*YOUR GOAL:* From the listing below, pull out every line that contains the string "hand". Case counts, so copy only lines where it appears with the same capital and lowercase letters.

-------

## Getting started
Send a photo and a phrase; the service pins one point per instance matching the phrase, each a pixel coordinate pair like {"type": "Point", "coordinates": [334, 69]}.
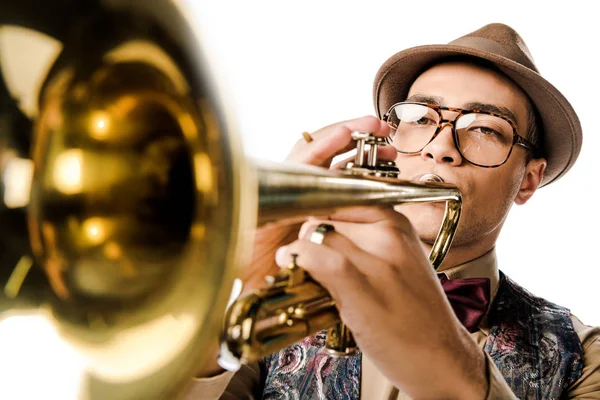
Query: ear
{"type": "Point", "coordinates": [534, 172]}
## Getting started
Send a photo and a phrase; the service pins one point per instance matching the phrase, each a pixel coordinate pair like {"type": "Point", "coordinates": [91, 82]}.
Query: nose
{"type": "Point", "coordinates": [442, 148]}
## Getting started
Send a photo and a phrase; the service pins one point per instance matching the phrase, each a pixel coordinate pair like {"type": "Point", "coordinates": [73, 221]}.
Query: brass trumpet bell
{"type": "Point", "coordinates": [135, 203]}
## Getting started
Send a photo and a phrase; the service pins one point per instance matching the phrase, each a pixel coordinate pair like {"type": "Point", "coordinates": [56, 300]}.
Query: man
{"type": "Point", "coordinates": [476, 114]}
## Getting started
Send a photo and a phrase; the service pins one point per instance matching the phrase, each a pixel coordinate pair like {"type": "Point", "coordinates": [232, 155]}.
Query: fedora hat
{"type": "Point", "coordinates": [505, 49]}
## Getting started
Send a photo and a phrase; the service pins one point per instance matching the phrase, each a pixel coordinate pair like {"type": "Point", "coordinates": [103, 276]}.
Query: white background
{"type": "Point", "coordinates": [286, 67]}
{"type": "Point", "coordinates": [283, 69]}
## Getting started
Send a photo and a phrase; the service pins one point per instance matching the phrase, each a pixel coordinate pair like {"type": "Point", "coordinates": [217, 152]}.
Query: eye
{"type": "Point", "coordinates": [484, 130]}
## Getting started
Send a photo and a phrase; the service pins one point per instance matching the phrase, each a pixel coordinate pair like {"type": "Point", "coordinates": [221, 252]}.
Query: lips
{"type": "Point", "coordinates": [428, 178]}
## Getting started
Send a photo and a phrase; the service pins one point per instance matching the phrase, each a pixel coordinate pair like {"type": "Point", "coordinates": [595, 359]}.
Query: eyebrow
{"type": "Point", "coordinates": [475, 105]}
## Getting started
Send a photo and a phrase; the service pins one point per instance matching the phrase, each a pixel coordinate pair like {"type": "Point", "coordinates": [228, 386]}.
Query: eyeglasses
{"type": "Point", "coordinates": [482, 138]}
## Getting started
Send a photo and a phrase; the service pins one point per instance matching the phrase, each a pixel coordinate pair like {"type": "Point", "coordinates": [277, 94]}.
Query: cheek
{"type": "Point", "coordinates": [491, 196]}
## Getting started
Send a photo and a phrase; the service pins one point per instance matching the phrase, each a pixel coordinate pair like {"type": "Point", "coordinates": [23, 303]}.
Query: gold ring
{"type": "Point", "coordinates": [318, 236]}
{"type": "Point", "coordinates": [307, 137]}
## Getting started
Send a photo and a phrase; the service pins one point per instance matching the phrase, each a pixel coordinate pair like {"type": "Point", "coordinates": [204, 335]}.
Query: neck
{"type": "Point", "coordinates": [461, 253]}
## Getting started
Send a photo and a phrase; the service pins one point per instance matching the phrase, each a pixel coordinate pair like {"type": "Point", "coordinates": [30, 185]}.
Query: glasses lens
{"type": "Point", "coordinates": [413, 126]}
{"type": "Point", "coordinates": [484, 139]}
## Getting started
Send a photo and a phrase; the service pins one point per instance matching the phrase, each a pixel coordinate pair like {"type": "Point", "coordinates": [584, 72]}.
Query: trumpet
{"type": "Point", "coordinates": [130, 201]}
{"type": "Point", "coordinates": [294, 306]}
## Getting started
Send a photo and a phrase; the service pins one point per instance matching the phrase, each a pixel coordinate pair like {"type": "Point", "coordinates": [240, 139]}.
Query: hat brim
{"type": "Point", "coordinates": [560, 125]}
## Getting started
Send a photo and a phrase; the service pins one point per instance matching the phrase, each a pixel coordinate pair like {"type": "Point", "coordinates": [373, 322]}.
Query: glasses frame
{"type": "Point", "coordinates": [517, 139]}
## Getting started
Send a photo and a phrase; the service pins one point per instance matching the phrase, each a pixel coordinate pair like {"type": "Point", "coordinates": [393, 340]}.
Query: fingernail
{"type": "Point", "coordinates": [280, 256]}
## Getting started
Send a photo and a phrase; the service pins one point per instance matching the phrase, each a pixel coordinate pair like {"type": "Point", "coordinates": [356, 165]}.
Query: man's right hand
{"type": "Point", "coordinates": [328, 142]}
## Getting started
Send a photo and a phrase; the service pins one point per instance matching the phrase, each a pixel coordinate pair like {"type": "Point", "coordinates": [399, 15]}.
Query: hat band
{"type": "Point", "coordinates": [491, 46]}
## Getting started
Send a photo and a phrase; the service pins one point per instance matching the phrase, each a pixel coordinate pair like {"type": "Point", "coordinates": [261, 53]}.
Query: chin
{"type": "Point", "coordinates": [426, 218]}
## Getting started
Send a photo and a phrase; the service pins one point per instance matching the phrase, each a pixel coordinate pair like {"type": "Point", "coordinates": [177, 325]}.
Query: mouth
{"type": "Point", "coordinates": [429, 178]}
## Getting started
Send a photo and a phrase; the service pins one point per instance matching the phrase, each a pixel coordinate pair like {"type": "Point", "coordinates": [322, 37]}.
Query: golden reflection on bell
{"type": "Point", "coordinates": [133, 210]}
{"type": "Point", "coordinates": [67, 171]}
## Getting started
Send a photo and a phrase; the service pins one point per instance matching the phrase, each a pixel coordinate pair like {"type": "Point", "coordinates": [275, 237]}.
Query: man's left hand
{"type": "Point", "coordinates": [387, 293]}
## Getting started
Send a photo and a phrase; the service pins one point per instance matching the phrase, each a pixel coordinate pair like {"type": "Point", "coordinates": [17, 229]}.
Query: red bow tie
{"type": "Point", "coordinates": [469, 298]}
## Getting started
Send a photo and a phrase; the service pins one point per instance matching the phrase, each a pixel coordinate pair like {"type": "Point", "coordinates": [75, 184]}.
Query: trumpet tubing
{"type": "Point", "coordinates": [137, 216]}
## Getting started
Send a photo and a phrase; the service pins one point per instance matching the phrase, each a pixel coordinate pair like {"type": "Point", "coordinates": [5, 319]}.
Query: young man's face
{"type": "Point", "coordinates": [487, 193]}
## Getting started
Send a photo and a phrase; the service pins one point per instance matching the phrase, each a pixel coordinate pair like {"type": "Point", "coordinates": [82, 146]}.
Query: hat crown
{"type": "Point", "coordinates": [499, 39]}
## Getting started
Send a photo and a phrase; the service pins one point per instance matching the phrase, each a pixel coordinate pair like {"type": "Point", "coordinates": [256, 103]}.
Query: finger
{"type": "Point", "coordinates": [334, 140]}
{"type": "Point", "coordinates": [329, 267]}
{"type": "Point", "coordinates": [385, 152]}
{"type": "Point", "coordinates": [391, 246]}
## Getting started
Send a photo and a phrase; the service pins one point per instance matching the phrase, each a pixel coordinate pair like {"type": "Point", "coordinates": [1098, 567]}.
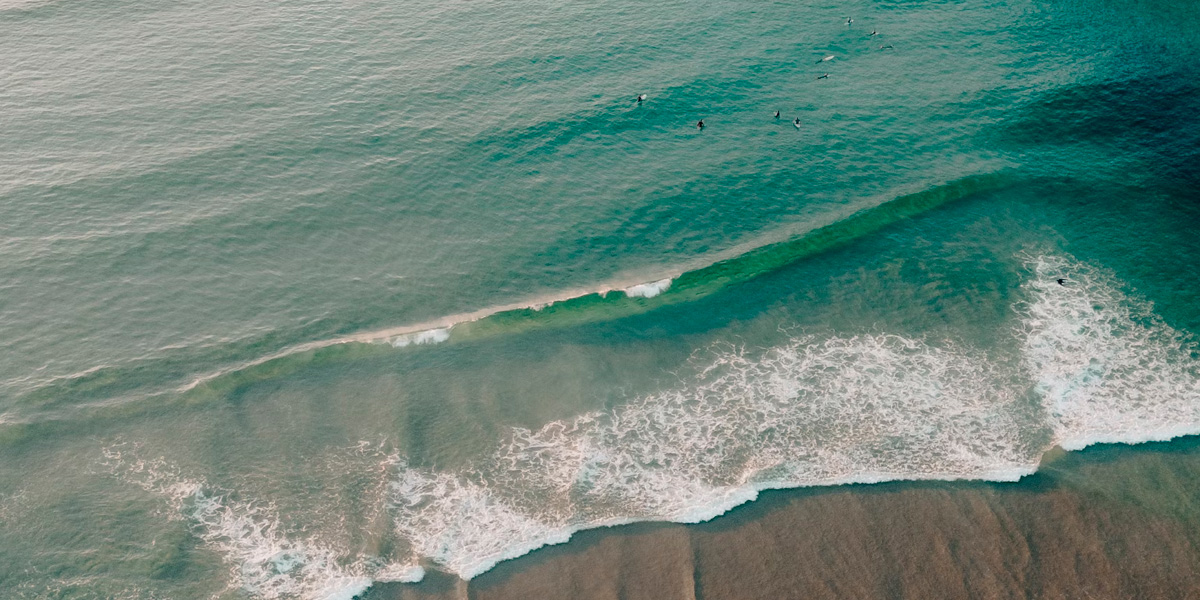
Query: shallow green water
{"type": "Point", "coordinates": [311, 294]}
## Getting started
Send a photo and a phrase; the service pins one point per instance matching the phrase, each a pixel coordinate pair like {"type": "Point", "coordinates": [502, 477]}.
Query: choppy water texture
{"type": "Point", "coordinates": [301, 297]}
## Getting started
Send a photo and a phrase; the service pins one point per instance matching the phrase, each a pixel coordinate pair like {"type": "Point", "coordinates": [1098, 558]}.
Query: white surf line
{"type": "Point", "coordinates": [625, 285]}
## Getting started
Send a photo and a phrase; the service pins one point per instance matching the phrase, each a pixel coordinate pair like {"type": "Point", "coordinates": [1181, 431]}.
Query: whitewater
{"type": "Point", "coordinates": [1093, 365]}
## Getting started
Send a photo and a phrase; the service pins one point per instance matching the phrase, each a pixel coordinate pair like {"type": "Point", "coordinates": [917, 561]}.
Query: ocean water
{"type": "Point", "coordinates": [299, 297]}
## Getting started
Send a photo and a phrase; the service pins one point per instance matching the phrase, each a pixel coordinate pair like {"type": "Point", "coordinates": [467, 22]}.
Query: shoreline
{"type": "Point", "coordinates": [958, 525]}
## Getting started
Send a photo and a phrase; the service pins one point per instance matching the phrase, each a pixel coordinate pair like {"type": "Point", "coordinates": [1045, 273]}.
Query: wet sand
{"type": "Point", "coordinates": [1110, 522]}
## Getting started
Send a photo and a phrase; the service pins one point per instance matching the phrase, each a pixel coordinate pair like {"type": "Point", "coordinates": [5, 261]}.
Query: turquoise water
{"type": "Point", "coordinates": [305, 295]}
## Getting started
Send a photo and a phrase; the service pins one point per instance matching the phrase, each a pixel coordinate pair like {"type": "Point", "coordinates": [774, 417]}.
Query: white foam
{"type": "Point", "coordinates": [421, 337]}
{"type": "Point", "coordinates": [265, 562]}
{"type": "Point", "coordinates": [1108, 367]}
{"type": "Point", "coordinates": [1093, 364]}
{"type": "Point", "coordinates": [816, 411]}
{"type": "Point", "coordinates": [401, 574]}
{"type": "Point", "coordinates": [648, 289]}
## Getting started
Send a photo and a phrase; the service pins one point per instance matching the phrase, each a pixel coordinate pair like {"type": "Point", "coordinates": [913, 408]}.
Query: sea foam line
{"type": "Point", "coordinates": [820, 412]}
{"type": "Point", "coordinates": [816, 411]}
{"type": "Point", "coordinates": [821, 231]}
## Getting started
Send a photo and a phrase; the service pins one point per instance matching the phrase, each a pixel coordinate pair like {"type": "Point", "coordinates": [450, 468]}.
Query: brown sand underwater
{"type": "Point", "coordinates": [1110, 522]}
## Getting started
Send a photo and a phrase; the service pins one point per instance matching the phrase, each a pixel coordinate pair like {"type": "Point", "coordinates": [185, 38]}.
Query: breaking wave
{"type": "Point", "coordinates": [1089, 364]}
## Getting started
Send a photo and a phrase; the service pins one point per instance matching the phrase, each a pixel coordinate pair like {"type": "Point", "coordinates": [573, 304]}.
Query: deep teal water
{"type": "Point", "coordinates": [303, 295]}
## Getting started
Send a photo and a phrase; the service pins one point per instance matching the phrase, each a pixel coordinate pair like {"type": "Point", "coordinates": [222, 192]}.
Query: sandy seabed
{"type": "Point", "coordinates": [1109, 522]}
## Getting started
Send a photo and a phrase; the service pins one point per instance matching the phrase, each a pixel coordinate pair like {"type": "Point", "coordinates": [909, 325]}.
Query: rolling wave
{"type": "Point", "coordinates": [1091, 364]}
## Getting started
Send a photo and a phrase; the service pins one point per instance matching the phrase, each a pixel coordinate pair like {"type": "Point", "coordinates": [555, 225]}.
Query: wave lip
{"type": "Point", "coordinates": [1096, 361]}
{"type": "Point", "coordinates": [648, 289]}
{"type": "Point", "coordinates": [820, 412]}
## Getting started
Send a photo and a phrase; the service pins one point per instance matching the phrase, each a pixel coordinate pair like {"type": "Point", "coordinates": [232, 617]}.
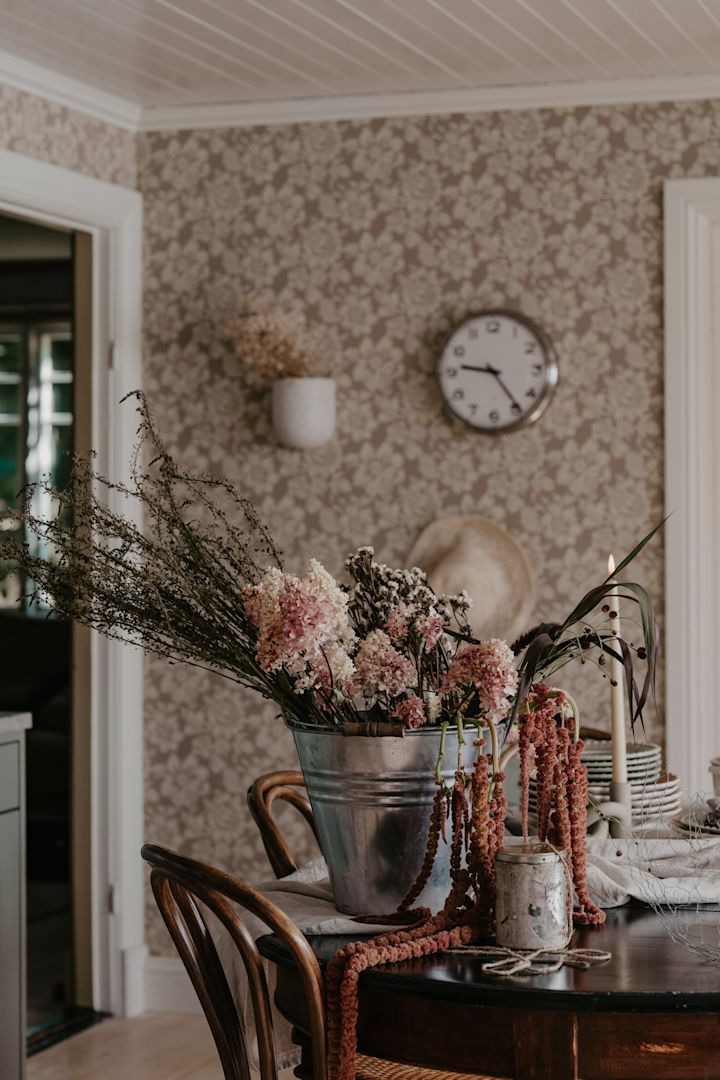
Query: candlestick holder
{"type": "Point", "coordinates": [621, 824]}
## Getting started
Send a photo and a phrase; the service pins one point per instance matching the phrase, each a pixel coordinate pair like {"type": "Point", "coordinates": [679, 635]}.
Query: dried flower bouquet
{"type": "Point", "coordinates": [203, 583]}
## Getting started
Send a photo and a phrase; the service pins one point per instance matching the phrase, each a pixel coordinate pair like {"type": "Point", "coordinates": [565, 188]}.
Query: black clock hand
{"type": "Point", "coordinates": [496, 373]}
{"type": "Point", "coordinates": [508, 392]}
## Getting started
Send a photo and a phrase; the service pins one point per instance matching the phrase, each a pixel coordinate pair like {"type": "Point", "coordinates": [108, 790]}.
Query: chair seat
{"type": "Point", "coordinates": [376, 1068]}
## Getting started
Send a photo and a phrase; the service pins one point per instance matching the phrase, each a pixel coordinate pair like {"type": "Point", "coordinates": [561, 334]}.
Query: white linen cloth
{"type": "Point", "coordinates": [671, 871]}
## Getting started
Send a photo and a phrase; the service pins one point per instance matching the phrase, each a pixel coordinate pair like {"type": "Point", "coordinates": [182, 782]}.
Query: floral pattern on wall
{"type": "Point", "coordinates": [385, 233]}
{"type": "Point", "coordinates": [63, 136]}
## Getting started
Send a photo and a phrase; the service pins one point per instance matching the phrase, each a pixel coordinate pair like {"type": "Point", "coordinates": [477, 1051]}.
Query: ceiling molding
{"type": "Point", "coordinates": [83, 97]}
{"type": "Point", "coordinates": [36, 79]}
{"type": "Point", "coordinates": [432, 103]}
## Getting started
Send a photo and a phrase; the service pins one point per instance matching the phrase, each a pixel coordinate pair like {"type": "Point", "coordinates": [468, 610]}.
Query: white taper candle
{"type": "Point", "coordinates": [616, 692]}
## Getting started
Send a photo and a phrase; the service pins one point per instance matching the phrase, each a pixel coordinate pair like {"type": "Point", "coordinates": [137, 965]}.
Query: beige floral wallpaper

-------

*RESULT FOR THIS EXERCISE:*
Query: man's right hand
Query: man's left hand
Query: black clock hand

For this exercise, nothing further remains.